- [Input]
---*---
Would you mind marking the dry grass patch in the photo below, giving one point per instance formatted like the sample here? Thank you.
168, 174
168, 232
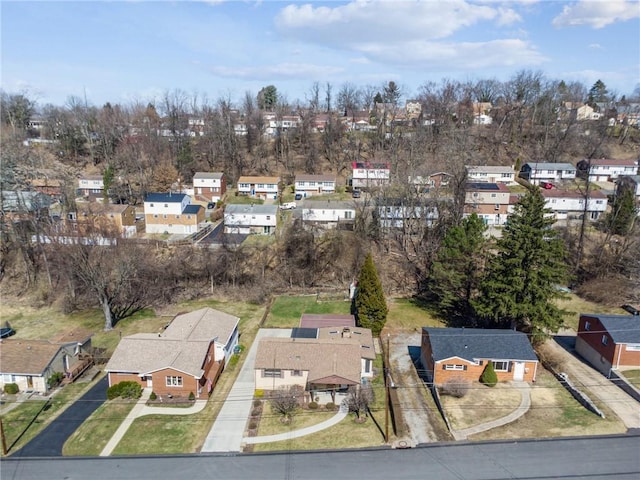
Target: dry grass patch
---*---
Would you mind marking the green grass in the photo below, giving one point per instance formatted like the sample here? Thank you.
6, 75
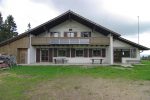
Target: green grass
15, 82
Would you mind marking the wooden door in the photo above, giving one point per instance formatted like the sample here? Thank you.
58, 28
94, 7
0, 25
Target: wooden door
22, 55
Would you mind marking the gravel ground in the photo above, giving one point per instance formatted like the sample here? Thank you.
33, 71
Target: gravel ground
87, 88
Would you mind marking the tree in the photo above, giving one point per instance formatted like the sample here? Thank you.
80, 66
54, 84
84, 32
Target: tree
---*---
Return, word for word, the lines of the data above from the line with "Would you mind marking the wooden" through the line with "Target: tree", inclusive.

- [Response to the task]
Would you mind marking the wooden door in the photo above, giving one point per instance formatted like the sample here? Thank you.
58, 28
94, 7
0, 25
Target: wooden door
22, 55
Would you mind marking the gravel ground in the photo above, giving one point per instance formatted like the sample here? Thank you.
33, 71
Target: gravel ground
87, 88
Would you mind marking the tree in the photo above, giving one point per instance formatted like the sample here? Thank you.
80, 66
54, 84
84, 32
Target: tree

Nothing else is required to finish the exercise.